Quoted passage:
By Kim McDonald, email@example.com
San Diego, CA, April 28, 2008 -- A new way to detect explosives featured tonight on CBS’s popular show "CSI: Miami" had its origins in a UC San Diego chemistry laboratory.
William Trogler, professor of chemistry and biochemistry, and an academic participant in Calit2 at UCSD, developed the sensor ink for a portable explosives detection system. The XPAK was further developed and commercialized by the Rockville, Md.-based company RedXDefense.
In tonight’s episode, entitled "Tunnel Vision," the show's main characters will use the XPAK to help solve a crime. Viewers will be taken inside the device as the explosives detection occurs.
By detecting trace amounts of explosives on people, packages, vehicles and many other surfaces, the XPAK serves as a useful tool for gathering evidence on bomb-making facilities and bomb-makers.
The XPAK, which is currently deployed with the military and homeland security, uses a proprietary detection ink developed in Trogler’s laboratory and perfected by RedXDefense to achieve a simple, fast and inexpensive method to detect trace amounts of explosives. The technology, developed and exclusively licensed from UC San Diego, has many potential uses, including the detection of trace explosives fingerprints left by someone who has handled explosives and the detection of trace explosives on objects or vehicles.

Problems to solve:
(a) Which specific things does the article on the XPAK name as places where the device detects trace amounts of explosives?
(b) Do these statements agree with the article on the XPAK? (i) William Trogler developed the sensor ink for the detection system. (ii) RedXDefense is based in San Diego. (iii) The XPAK is currently deployed with the military. Answer yes or no for each, quoting the deciding words.

Given data:
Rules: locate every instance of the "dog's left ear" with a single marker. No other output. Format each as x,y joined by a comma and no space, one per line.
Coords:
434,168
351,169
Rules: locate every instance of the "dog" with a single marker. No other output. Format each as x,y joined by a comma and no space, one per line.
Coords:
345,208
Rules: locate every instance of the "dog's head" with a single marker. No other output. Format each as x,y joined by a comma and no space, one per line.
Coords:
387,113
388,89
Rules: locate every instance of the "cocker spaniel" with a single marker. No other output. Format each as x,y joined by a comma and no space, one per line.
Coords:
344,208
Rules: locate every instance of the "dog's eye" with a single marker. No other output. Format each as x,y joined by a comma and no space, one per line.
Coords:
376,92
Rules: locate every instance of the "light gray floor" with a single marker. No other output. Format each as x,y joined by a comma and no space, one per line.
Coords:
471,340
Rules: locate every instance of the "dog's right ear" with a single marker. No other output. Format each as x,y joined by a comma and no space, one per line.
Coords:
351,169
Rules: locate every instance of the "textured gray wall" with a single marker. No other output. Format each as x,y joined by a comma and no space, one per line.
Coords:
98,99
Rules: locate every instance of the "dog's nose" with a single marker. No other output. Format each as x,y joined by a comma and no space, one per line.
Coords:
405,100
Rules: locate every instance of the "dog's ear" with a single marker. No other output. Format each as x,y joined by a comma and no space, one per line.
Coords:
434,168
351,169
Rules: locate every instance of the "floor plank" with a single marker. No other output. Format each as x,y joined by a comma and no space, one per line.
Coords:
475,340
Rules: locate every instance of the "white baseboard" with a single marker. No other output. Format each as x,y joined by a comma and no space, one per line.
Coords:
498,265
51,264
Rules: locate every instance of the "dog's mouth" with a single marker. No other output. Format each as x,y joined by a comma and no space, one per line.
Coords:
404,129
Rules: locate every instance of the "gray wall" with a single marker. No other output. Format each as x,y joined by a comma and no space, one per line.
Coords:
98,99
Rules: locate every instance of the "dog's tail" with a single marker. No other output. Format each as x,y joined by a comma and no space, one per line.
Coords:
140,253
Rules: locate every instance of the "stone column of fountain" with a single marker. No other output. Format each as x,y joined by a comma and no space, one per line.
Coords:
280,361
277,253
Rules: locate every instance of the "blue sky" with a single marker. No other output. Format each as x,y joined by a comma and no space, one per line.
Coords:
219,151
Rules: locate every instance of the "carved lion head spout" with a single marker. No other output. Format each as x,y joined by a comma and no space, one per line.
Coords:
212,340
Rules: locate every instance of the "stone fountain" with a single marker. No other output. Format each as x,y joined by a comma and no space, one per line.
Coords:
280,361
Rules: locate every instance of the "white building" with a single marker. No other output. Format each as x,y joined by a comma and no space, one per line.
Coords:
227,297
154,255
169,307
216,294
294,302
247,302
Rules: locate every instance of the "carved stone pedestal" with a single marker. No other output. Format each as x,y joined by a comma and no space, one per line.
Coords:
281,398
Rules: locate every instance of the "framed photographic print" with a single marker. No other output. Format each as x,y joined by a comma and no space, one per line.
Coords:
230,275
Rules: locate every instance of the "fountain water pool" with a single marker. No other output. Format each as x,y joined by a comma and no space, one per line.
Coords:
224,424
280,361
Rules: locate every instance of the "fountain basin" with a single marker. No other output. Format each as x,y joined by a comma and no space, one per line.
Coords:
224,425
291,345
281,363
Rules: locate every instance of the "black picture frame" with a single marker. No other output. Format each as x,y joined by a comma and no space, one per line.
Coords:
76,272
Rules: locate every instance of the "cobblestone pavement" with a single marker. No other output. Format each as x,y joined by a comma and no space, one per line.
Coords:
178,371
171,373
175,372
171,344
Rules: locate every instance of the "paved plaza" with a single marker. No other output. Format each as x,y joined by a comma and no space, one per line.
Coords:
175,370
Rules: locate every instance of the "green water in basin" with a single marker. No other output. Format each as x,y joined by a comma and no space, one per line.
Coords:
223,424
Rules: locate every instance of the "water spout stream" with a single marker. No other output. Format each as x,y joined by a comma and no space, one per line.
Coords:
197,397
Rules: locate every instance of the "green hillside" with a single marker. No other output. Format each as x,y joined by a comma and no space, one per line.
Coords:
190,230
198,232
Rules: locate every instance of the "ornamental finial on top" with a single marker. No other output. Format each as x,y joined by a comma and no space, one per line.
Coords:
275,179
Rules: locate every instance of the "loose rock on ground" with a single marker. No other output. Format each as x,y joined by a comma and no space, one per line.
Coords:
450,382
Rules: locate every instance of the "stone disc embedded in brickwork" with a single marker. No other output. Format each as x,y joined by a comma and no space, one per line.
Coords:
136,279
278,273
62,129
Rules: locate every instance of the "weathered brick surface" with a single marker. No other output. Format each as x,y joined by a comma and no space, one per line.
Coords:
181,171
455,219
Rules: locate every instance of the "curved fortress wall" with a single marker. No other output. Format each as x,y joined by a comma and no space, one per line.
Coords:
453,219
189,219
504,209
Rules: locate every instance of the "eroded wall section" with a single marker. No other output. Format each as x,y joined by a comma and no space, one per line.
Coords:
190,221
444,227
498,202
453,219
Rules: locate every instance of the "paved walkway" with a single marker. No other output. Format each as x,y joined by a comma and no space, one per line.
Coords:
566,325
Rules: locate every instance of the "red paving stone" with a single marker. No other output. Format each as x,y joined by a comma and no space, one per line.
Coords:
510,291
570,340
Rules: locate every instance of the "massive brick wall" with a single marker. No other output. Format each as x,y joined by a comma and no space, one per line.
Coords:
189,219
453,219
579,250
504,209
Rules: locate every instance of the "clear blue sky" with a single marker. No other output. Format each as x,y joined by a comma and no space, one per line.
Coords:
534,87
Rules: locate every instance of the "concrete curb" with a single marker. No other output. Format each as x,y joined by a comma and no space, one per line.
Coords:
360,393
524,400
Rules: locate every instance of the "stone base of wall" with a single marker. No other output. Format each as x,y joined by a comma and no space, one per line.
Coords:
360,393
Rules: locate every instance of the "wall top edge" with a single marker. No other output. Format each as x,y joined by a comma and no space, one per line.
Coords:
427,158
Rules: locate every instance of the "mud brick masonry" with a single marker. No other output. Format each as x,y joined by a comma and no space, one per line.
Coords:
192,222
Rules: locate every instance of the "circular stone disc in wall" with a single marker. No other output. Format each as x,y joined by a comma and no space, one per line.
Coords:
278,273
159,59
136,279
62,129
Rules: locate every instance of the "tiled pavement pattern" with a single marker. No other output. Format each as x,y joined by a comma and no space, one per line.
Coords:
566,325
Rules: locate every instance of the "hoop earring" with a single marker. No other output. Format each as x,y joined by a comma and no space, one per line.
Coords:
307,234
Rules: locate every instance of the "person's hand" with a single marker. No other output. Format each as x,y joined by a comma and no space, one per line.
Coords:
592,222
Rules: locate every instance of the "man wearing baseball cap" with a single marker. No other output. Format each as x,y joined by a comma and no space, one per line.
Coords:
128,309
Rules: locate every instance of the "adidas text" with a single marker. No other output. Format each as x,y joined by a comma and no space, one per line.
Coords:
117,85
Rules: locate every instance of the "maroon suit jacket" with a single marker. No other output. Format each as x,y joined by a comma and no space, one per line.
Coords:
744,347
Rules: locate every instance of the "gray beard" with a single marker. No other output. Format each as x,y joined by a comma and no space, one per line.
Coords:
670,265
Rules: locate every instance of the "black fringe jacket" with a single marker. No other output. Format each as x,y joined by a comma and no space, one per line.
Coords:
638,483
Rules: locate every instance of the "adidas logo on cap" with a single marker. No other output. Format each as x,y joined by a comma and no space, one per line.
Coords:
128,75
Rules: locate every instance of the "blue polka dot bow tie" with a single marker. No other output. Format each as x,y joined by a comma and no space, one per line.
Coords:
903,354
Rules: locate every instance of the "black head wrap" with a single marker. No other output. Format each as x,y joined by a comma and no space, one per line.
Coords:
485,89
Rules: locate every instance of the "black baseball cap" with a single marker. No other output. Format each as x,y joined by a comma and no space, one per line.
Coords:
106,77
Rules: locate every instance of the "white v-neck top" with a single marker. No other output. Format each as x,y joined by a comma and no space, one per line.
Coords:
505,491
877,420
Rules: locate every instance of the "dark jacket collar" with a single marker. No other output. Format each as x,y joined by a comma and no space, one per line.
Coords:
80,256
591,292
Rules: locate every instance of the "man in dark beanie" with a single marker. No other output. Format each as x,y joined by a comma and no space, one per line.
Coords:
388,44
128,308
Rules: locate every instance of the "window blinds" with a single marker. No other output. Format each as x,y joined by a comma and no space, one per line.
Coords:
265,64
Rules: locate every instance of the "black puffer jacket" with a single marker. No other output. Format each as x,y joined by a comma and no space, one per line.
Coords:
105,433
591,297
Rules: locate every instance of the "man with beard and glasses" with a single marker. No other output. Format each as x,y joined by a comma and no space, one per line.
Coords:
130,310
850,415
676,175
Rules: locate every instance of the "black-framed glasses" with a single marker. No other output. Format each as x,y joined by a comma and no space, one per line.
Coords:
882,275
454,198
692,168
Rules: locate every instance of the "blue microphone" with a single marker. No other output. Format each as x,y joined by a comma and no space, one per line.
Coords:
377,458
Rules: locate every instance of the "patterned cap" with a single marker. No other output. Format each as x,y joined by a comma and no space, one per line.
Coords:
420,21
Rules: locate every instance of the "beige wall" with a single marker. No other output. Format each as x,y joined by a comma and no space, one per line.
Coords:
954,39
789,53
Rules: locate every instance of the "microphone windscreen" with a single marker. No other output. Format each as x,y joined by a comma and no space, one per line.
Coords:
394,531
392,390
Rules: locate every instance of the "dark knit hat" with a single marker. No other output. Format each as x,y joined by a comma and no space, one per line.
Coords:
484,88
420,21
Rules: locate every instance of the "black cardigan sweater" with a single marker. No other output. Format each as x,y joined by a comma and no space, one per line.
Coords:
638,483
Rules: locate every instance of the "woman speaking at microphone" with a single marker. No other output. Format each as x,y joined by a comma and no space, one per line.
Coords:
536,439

Responses by item number:
(a) People, packages, and vehicles.

(b)
(i) Yes: "developed the sensor ink for a portable explosives detection system"
(ii) No: "the Rockville, Md.-based company RedXDefense"
(iii) Yes: "which is currently deployed with the military and homeland security"